*What is needed*.
Present the lines of the data below as a numbered list. Skip any blank lines and leave the pictures out.

*Task inputs*.
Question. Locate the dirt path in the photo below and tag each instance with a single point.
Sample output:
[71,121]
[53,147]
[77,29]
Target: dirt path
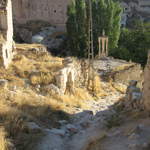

*Response for this exercise*.
1. Question. Locate the dirt path in the photo below and tag each instance with a single point.
2. Sample output:
3. [71,121]
4. [53,147]
5. [77,29]
6. Target: dirt path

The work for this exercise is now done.